[start]

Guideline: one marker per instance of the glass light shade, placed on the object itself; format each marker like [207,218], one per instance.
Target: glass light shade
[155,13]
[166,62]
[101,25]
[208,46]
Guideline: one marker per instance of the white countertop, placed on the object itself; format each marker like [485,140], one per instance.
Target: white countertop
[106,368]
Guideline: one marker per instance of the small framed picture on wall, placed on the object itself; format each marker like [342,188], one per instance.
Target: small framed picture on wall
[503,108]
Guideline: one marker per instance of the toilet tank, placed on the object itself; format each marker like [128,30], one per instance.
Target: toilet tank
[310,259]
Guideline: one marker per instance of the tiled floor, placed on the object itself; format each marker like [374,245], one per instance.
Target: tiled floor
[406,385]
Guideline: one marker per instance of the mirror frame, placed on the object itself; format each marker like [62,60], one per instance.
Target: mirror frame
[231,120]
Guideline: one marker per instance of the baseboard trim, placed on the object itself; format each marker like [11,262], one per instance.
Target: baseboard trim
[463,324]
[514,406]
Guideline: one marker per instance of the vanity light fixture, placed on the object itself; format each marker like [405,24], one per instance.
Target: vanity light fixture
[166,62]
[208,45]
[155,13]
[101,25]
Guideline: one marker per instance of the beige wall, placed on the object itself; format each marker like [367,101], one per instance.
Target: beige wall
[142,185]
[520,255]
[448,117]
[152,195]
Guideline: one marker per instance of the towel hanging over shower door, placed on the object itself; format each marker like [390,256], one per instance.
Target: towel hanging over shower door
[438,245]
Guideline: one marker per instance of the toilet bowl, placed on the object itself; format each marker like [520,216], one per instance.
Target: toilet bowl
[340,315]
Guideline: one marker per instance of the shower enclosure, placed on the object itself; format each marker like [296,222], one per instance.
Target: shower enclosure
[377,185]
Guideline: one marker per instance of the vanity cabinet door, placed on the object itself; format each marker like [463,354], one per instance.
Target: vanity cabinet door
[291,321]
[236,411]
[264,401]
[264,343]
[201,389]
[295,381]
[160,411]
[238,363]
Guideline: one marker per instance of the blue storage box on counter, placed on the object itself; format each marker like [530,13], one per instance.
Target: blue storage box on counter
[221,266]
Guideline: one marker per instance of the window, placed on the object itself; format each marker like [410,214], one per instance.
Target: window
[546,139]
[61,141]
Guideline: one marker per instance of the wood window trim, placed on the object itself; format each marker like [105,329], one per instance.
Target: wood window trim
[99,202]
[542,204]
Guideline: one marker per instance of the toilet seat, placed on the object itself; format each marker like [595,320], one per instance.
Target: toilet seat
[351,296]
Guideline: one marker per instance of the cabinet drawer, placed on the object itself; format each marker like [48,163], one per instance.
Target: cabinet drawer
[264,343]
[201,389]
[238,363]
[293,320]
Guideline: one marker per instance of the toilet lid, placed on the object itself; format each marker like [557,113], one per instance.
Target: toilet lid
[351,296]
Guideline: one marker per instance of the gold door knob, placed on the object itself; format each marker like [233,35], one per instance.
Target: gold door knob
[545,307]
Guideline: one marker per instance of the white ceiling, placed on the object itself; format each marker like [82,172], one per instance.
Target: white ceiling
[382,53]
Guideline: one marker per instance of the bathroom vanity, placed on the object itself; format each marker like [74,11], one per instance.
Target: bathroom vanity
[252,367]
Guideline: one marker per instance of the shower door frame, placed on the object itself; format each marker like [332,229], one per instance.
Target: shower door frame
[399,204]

[end]

Beginning at the line that contains "Guideline: one marker per instance of the shower door" and running through the end of the data, lay out that stretch as a two-column CSV with headers input and output. Give one row per input with its answer, and put each field in double quotes with line breaks replaced by spaces.

input,output
"Guideline: one marker per instance of the shower door frame, placed on the object itself; format each marker like [332,229], one per instance. Target: shower door frame","[399,204]"